- _TASK OBJECTIVE_:
Reproduce verbatim everything from the line containing "Provide the segmentation of every instance of the thigh." down to the line containing "[[[175,170],[178,164],[178,161],[156,155],[153,159],[150,170]]]", including both of those lines.

- _Some records_:

+ + + +

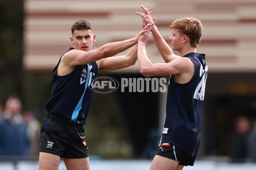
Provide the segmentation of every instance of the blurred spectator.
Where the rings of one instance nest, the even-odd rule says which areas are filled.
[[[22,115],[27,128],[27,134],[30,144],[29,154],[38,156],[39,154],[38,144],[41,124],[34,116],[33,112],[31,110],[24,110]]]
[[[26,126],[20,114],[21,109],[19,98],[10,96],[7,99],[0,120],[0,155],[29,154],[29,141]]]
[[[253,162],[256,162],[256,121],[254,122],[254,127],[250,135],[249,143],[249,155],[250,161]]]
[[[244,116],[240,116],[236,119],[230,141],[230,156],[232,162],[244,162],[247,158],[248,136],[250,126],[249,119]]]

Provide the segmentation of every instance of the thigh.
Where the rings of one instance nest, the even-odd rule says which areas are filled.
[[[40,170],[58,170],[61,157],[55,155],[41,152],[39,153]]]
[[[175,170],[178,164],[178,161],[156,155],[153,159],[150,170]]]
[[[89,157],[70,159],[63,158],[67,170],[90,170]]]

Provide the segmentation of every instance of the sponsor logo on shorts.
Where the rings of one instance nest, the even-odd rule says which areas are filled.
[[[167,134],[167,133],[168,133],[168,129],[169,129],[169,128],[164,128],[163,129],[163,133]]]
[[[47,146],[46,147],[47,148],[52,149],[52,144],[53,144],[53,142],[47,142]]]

+ + + +

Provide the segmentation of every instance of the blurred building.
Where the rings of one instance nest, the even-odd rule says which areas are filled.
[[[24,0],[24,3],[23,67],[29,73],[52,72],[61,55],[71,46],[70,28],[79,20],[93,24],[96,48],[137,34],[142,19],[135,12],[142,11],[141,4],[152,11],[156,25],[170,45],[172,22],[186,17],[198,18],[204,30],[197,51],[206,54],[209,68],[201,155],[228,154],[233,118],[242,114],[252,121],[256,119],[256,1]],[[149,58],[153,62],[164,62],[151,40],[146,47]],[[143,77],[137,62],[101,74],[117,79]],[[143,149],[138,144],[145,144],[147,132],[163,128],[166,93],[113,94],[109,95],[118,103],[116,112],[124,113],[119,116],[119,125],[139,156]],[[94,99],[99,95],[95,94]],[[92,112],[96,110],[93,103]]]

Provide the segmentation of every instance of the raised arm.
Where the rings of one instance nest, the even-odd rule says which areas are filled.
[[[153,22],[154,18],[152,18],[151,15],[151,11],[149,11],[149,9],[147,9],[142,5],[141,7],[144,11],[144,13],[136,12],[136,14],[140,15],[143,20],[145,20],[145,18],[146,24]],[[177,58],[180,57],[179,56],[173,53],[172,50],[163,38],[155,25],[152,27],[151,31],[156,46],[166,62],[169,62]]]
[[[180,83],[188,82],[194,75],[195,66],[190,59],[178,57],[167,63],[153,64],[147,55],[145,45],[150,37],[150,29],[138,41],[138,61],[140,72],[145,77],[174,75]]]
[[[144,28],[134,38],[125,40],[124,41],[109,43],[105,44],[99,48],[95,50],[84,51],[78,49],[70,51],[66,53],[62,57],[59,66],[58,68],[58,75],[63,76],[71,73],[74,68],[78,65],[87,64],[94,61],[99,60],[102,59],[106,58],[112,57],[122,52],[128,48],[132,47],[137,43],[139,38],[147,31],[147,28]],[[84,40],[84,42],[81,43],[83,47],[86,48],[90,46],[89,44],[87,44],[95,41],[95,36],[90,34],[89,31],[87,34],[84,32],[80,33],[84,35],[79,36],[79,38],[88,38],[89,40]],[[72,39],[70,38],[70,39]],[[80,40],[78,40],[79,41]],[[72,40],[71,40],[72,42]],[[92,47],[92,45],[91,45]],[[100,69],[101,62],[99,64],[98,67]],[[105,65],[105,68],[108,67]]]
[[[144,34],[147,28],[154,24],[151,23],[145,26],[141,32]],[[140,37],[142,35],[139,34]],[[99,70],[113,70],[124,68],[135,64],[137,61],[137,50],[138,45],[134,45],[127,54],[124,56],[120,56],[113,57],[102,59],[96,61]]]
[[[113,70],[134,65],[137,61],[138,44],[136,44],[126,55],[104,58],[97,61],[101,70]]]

+ + + +

- _WORKED SOLUTION_:
Provide the segmentation of every instance of the thigh.
Where the rings of one instance nest, the even-odd rule says which areas are filled.
[[[40,170],[58,170],[61,157],[55,155],[41,152],[39,153]]]
[[[175,170],[178,164],[178,161],[156,155],[153,159],[150,170]]]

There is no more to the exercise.